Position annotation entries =
□ □ □ □ □

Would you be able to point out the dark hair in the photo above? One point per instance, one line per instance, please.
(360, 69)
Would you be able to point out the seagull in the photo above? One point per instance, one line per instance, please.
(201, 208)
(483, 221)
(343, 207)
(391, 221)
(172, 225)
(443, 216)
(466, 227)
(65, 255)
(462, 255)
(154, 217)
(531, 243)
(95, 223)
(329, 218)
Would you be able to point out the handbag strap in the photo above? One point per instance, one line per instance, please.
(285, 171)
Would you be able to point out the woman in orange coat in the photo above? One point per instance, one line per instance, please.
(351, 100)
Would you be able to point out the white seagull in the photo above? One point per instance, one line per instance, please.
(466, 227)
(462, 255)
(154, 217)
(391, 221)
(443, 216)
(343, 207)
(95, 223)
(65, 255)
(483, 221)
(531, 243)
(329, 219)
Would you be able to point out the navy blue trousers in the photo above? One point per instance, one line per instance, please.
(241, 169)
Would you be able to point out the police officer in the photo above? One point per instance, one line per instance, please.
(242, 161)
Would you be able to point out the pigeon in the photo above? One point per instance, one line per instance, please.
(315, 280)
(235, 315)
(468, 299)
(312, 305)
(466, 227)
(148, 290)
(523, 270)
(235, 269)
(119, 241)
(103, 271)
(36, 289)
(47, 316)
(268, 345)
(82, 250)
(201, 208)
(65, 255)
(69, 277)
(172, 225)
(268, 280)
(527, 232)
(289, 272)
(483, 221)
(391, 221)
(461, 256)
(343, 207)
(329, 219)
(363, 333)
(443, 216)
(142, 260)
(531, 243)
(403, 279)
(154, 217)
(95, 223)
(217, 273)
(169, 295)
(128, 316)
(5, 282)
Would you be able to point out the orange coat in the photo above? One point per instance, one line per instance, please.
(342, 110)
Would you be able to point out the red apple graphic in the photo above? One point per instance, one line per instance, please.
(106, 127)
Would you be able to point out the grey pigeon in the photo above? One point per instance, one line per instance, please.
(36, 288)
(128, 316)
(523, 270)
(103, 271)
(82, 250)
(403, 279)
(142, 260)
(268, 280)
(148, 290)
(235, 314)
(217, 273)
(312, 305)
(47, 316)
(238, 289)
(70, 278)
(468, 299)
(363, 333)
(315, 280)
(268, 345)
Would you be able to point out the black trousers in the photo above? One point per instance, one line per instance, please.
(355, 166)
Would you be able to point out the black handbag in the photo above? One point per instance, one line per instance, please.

□ □ □ □ □

Challenge = Reproduce every entry above word for word, keeping each line as it appears.

Task answer =
Would you be able to point out the dark hair in the photo above? One point per instance, one line per instance, please.
(360, 69)
Would you be able to point out the seagull in the photo above? One point per instance, one line per instance, please.
(201, 208)
(483, 221)
(343, 207)
(391, 221)
(172, 225)
(443, 216)
(466, 227)
(65, 255)
(462, 255)
(154, 217)
(531, 243)
(95, 223)
(329, 218)
Would you be able to point out the handbag strap in the photo above? One point per instance, one line per instance, please.
(285, 171)
Would you be able to point out the woman in orange coat in the photo above? One point per instance, one line per instance, please.
(351, 100)
Would you be able to point out the white seagull in the photo above? One point per instance, one line per instance, please.
(466, 227)
(462, 255)
(154, 217)
(391, 221)
(443, 216)
(343, 207)
(95, 223)
(65, 255)
(483, 221)
(531, 243)
(329, 219)
Would you be able to point out the navy blue trousers in the photo above? One point per instance, one line per instance, please.
(241, 169)
Would you be able to point out the police officer in the photo above? One point per instance, one line per instance, please.
(242, 161)
Would you be able to point out the pigeon in the photo above? One point per instance, one line per instance, please.
(315, 280)
(235, 315)
(468, 299)
(312, 305)
(466, 227)
(148, 290)
(523, 270)
(235, 269)
(119, 241)
(103, 271)
(36, 289)
(47, 316)
(268, 345)
(82, 250)
(201, 208)
(65, 255)
(69, 277)
(172, 225)
(268, 280)
(527, 232)
(289, 272)
(483, 221)
(391, 221)
(461, 256)
(343, 207)
(329, 219)
(363, 333)
(443, 216)
(142, 260)
(531, 243)
(403, 279)
(154, 217)
(95, 223)
(217, 273)
(169, 295)
(128, 316)
(5, 282)
Would you be able to point out the orange coat in the photo above? One point per instance, one line per instance, please.
(342, 110)
Would you be able to point out the red apple graphic in the photo above? One point per instance, one line per instance, please.
(106, 127)
Would you be able to point out the grey pigeon in the photo above? One point per instance, one line per instance, please.
(36, 288)
(128, 316)
(523, 270)
(103, 271)
(82, 250)
(403, 279)
(142, 260)
(268, 280)
(148, 290)
(235, 314)
(217, 273)
(312, 305)
(47, 316)
(238, 289)
(70, 278)
(468, 299)
(363, 333)
(315, 280)
(268, 345)
Would you be able to point out the black trousers in the photo above? One point per instance, one line per instance, please.
(355, 166)
Would you be able to point out the black handbag in the photo above? One point per instance, one line per instance, please.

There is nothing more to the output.